■ **Provided data**:
○ ○ ○ ○ ○

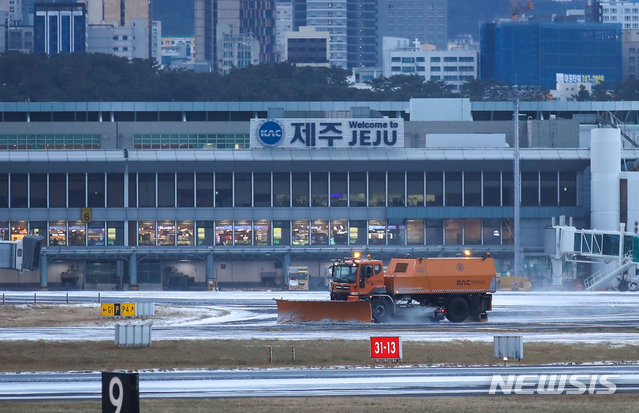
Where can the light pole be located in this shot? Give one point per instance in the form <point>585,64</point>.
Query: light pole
<point>517,184</point>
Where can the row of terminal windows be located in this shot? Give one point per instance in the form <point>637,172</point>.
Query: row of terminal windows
<point>132,116</point>
<point>8,142</point>
<point>266,232</point>
<point>285,189</point>
<point>192,141</point>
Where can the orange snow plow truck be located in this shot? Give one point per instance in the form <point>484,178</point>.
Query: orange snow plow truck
<point>456,288</point>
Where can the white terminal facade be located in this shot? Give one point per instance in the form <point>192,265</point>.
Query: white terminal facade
<point>185,193</point>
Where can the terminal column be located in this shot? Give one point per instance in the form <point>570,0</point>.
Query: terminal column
<point>210,271</point>
<point>43,273</point>
<point>133,272</point>
<point>285,265</point>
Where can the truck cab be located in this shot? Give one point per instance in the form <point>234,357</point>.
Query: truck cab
<point>353,279</point>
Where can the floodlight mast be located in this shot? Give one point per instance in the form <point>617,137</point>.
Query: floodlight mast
<point>518,259</point>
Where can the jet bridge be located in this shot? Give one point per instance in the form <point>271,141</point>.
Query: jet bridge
<point>614,253</point>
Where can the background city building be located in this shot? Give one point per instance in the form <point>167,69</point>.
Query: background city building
<point>248,18</point>
<point>453,67</point>
<point>533,52</point>
<point>307,47</point>
<point>326,16</point>
<point>60,28</point>
<point>426,21</point>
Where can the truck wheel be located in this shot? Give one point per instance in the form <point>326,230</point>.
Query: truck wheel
<point>623,286</point>
<point>457,310</point>
<point>381,311</point>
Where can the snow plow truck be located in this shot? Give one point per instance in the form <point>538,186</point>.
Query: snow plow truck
<point>455,288</point>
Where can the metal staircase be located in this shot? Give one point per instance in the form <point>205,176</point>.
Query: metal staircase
<point>606,275</point>
<point>615,122</point>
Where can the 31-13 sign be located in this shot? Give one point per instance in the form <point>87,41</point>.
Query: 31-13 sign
<point>386,348</point>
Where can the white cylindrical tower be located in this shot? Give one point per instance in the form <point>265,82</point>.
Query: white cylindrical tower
<point>605,167</point>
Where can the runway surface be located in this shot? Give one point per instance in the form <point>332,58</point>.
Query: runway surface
<point>591,317</point>
<point>406,381</point>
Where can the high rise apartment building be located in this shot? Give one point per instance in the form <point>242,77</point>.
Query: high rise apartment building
<point>254,18</point>
<point>424,20</point>
<point>352,24</point>
<point>283,24</point>
<point>624,12</point>
<point>532,53</point>
<point>60,28</point>
<point>325,16</point>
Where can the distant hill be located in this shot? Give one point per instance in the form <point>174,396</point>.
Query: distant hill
<point>464,16</point>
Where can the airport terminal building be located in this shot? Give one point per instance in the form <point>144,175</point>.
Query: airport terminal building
<point>182,195</point>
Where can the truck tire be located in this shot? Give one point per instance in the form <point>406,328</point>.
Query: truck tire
<point>457,310</point>
<point>624,285</point>
<point>381,310</point>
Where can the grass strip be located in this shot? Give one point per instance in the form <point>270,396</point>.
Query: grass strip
<point>496,404</point>
<point>21,356</point>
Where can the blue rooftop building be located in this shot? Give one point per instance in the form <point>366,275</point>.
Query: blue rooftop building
<point>531,53</point>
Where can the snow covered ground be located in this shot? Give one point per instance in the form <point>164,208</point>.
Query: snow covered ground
<point>252,315</point>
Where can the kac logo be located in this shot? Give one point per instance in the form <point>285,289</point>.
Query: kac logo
<point>270,133</point>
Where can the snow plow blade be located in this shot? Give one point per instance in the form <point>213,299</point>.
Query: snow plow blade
<point>304,311</point>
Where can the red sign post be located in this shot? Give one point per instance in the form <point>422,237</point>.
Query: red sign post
<point>386,348</point>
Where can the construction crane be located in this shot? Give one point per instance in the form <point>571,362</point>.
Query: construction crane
<point>519,8</point>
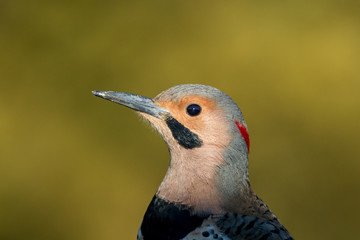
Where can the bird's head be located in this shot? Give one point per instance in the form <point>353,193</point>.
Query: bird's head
<point>208,142</point>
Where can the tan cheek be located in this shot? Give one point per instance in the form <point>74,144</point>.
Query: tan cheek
<point>178,111</point>
<point>210,124</point>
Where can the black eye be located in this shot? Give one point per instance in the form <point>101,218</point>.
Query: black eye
<point>193,110</point>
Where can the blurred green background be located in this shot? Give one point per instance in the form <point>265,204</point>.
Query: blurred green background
<point>73,166</point>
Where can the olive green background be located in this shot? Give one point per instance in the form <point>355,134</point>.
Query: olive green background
<point>73,166</point>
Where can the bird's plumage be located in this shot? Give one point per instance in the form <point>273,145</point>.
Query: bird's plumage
<point>206,191</point>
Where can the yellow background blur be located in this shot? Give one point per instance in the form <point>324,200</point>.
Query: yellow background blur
<point>73,166</point>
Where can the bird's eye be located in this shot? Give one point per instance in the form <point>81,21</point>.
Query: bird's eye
<point>193,110</point>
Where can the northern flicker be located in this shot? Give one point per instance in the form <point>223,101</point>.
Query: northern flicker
<point>206,192</point>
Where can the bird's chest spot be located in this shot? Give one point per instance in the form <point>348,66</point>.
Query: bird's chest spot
<point>168,221</point>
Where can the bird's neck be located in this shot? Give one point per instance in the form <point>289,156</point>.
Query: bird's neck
<point>207,179</point>
<point>191,181</point>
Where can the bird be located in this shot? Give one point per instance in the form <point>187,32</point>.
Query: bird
<point>206,192</point>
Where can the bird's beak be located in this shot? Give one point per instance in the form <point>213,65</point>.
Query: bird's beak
<point>136,102</point>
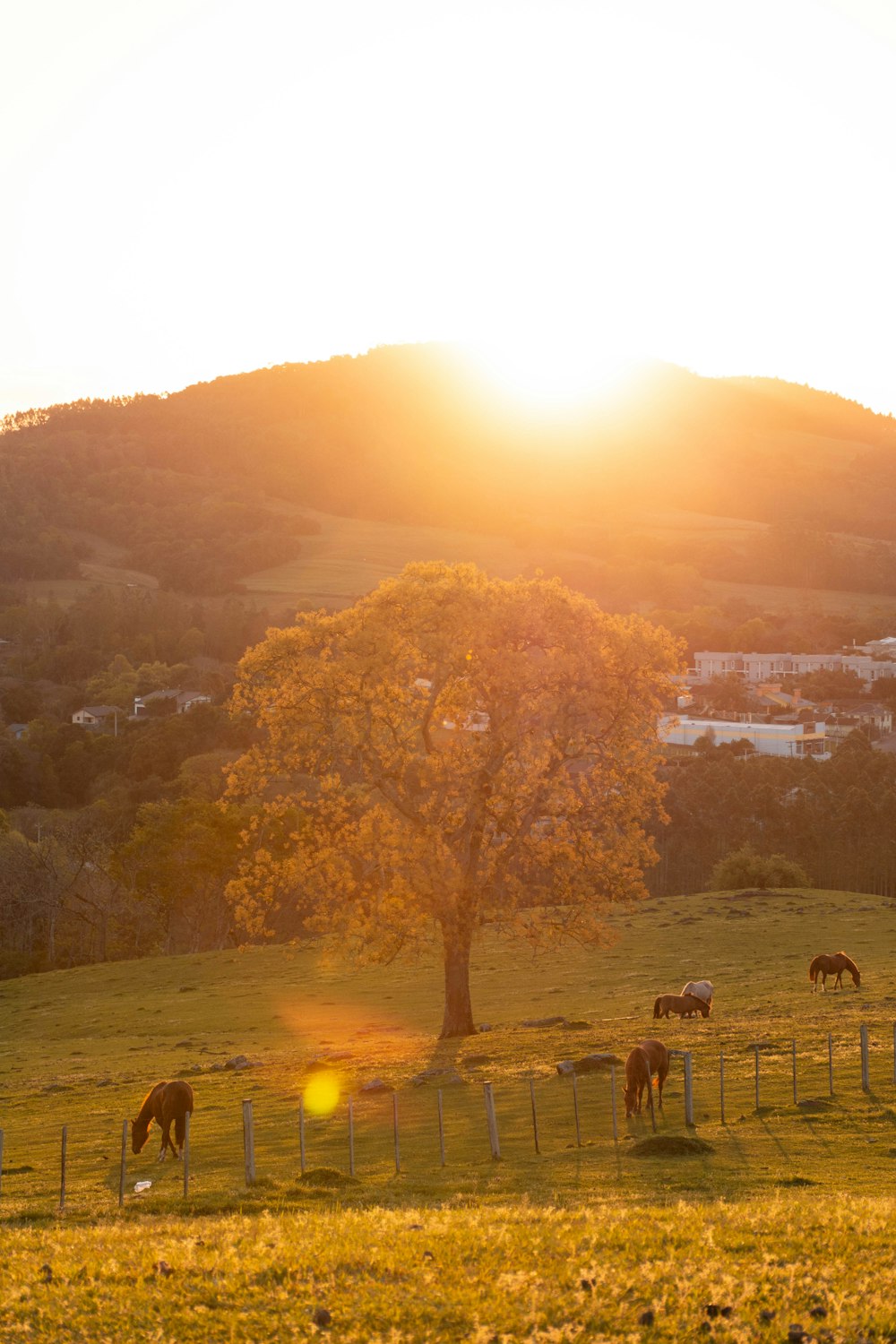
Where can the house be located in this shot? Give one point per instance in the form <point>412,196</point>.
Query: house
<point>788,739</point>
<point>99,718</point>
<point>168,702</point>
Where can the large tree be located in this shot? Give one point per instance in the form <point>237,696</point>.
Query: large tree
<point>449,752</point>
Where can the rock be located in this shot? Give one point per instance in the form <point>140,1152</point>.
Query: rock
<point>589,1064</point>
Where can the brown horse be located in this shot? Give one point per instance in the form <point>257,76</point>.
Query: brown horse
<point>649,1058</point>
<point>826,965</point>
<point>164,1102</point>
<point>685,1005</point>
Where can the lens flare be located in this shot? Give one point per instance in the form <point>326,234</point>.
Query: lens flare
<point>322,1093</point>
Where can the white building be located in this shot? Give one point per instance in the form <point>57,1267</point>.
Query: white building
<point>790,739</point>
<point>772,667</point>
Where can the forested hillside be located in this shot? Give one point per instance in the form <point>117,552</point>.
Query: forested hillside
<point>185,483</point>
<point>134,535</point>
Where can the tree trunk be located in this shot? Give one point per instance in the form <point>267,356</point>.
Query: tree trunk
<point>458,1010</point>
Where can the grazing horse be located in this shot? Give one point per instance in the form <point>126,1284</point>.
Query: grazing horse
<point>826,965</point>
<point>164,1102</point>
<point>649,1058</point>
<point>685,1005</point>
<point>700,989</point>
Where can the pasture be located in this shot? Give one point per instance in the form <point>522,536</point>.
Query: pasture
<point>788,1211</point>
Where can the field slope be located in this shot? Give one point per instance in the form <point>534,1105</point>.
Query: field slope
<point>583,1236</point>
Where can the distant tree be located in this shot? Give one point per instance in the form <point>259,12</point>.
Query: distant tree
<point>747,868</point>
<point>452,750</point>
<point>727,691</point>
<point>831,685</point>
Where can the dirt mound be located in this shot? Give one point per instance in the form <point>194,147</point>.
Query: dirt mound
<point>327,1176</point>
<point>670,1145</point>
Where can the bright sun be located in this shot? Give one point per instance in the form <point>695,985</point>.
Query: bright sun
<point>552,373</point>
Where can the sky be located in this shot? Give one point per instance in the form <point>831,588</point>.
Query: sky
<point>201,187</point>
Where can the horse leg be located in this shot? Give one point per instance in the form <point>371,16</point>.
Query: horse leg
<point>166,1140</point>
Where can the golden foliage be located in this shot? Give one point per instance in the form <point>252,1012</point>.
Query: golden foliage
<point>455,749</point>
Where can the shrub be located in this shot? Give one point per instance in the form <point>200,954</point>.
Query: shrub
<point>747,868</point>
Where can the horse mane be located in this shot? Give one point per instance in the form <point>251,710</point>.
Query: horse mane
<point>144,1115</point>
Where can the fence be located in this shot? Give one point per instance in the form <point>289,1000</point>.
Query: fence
<point>564,1112</point>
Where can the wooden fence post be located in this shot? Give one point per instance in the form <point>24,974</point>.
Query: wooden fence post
<point>863,1040</point>
<point>688,1089</point>
<point>62,1175</point>
<point>398,1155</point>
<point>124,1164</point>
<point>575,1107</point>
<point>249,1142</point>
<point>613,1102</point>
<point>535,1116</point>
<point>441,1128</point>
<point>351,1137</point>
<point>492,1121</point>
<point>756,1053</point>
<point>794,1066</point>
<point>187,1118</point>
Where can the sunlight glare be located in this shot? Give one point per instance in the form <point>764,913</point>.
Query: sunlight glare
<point>322,1093</point>
<point>552,373</point>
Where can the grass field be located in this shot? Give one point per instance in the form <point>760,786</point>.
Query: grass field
<point>788,1212</point>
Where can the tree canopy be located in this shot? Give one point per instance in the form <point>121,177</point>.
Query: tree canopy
<point>449,752</point>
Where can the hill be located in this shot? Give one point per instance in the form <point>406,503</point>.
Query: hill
<point>209,486</point>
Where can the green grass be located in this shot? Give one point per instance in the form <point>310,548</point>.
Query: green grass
<point>793,1195</point>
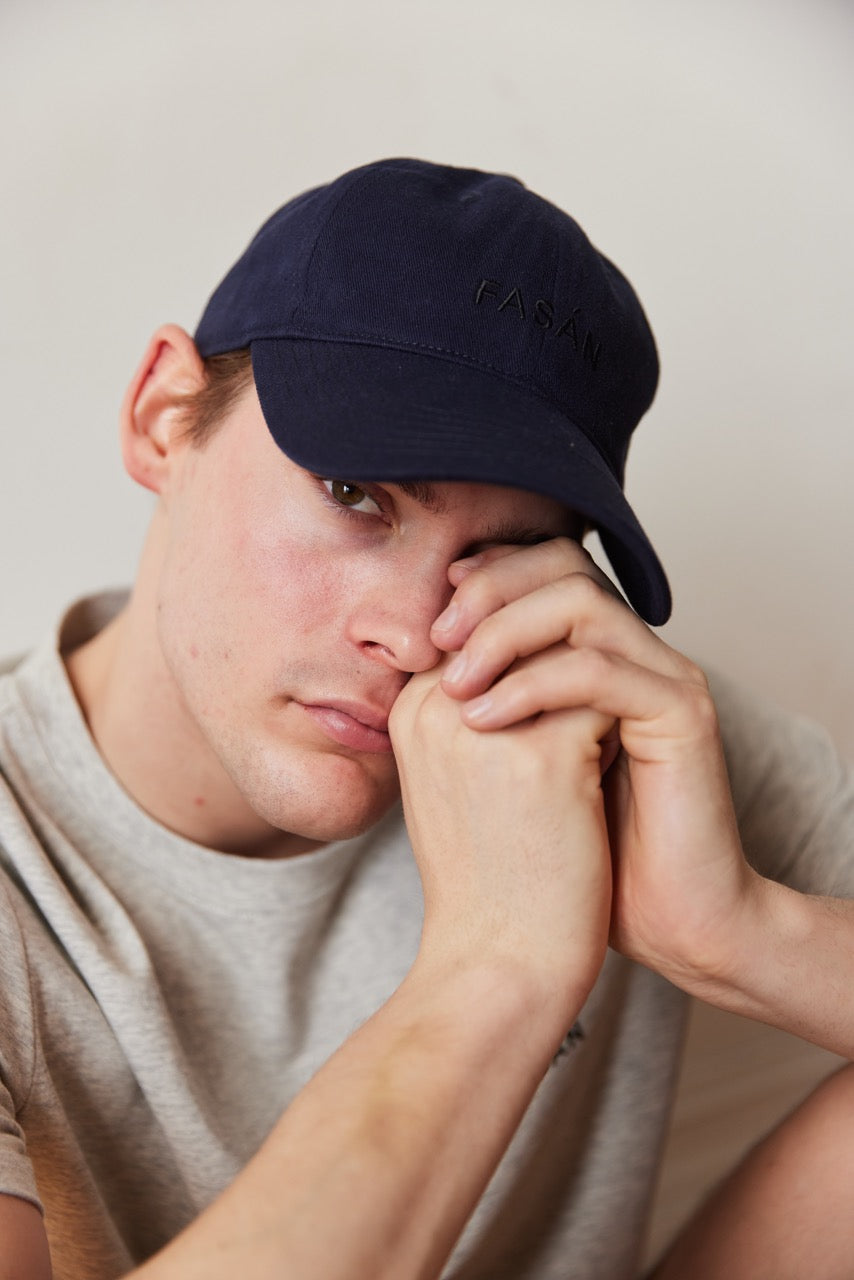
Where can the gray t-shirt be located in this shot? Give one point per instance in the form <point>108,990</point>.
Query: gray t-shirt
<point>160,1002</point>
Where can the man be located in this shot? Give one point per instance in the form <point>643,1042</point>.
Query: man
<point>242,1027</point>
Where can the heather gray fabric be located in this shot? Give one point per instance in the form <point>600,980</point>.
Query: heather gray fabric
<point>160,1004</point>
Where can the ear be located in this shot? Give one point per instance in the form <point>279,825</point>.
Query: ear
<point>151,419</point>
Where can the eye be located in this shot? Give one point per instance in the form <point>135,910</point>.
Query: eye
<point>352,497</point>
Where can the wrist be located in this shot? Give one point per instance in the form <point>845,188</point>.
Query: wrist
<point>516,1005</point>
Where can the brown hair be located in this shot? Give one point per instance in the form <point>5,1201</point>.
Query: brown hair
<point>225,378</point>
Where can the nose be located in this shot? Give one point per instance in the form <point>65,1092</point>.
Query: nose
<point>393,620</point>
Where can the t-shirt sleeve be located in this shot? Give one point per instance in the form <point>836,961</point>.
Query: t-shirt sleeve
<point>17,1052</point>
<point>793,792</point>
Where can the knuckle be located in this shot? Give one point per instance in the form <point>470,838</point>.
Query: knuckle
<point>702,709</point>
<point>479,590</point>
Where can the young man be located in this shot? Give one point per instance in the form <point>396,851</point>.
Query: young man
<point>242,1028</point>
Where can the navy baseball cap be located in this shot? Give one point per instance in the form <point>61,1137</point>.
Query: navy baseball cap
<point>419,321</point>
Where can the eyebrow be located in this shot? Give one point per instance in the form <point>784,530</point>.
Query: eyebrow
<point>505,530</point>
<point>425,494</point>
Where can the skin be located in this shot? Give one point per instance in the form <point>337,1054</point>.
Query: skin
<point>260,597</point>
<point>263,590</point>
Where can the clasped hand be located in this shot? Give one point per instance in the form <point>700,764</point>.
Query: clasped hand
<point>563,781</point>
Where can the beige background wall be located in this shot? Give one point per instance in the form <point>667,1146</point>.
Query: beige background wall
<point>706,145</point>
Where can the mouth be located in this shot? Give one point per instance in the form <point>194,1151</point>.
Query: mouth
<point>360,727</point>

○ ○ ○ ○ ○

■ **What the task asks**:
Starting at the line that contains "Where can the terminal" and ending after the line that contains "<point>406,381</point>", quote those records word for word.

■ **The completed task**:
Where can the terminal column be located in this shot? Give one point per instance in the form <point>570,0</point>.
Query: terminal column
<point>210,271</point>
<point>43,273</point>
<point>133,272</point>
<point>285,265</point>
Where can the truck cab be located in this shot? Give one point per instance in the form <point>234,357</point>.
Query: truck cab
<point>353,279</point>
Where can the floodlight mast be located in this shot? Give one point per instance in the form <point>617,137</point>.
Query: floodlight mast
<point>518,259</point>
Where can the jet bridge be located in this shot? Give one point per instance in the form <point>271,141</point>.
Query: jet bridge
<point>614,253</point>
Where can the background city building be located in this shot? Give one point per instance in the form <point>167,69</point>.
Query: background city building
<point>248,18</point>
<point>453,67</point>
<point>533,52</point>
<point>307,47</point>
<point>326,16</point>
<point>60,28</point>
<point>426,21</point>
Where can the truck wheel be located in this shot? Give one point per instance in the form <point>326,230</point>.
Query: truck wheel
<point>623,286</point>
<point>457,310</point>
<point>381,311</point>
Where can the snow plow truck be located in this shot? Give one point per instance in the form <point>538,186</point>.
Query: snow plow truck
<point>455,288</point>
Where can the metal staircase be located in this shot? Give one point per instance in the form <point>205,176</point>.
Query: metal staircase
<point>606,275</point>
<point>615,122</point>
Where can the 31-13 sign be located in this shot? Give one point per instance in the form <point>87,41</point>.
Query: 31-13 sign
<point>386,348</point>
Where can the white cylindrical tower be located in this shot? Give one point per instance in the form <point>265,82</point>.
Query: white cylindrical tower
<point>605,167</point>
Where can the runway surface be located in this shot? Give one point per instance in the form <point>332,58</point>.
Query: runway surface
<point>591,317</point>
<point>406,381</point>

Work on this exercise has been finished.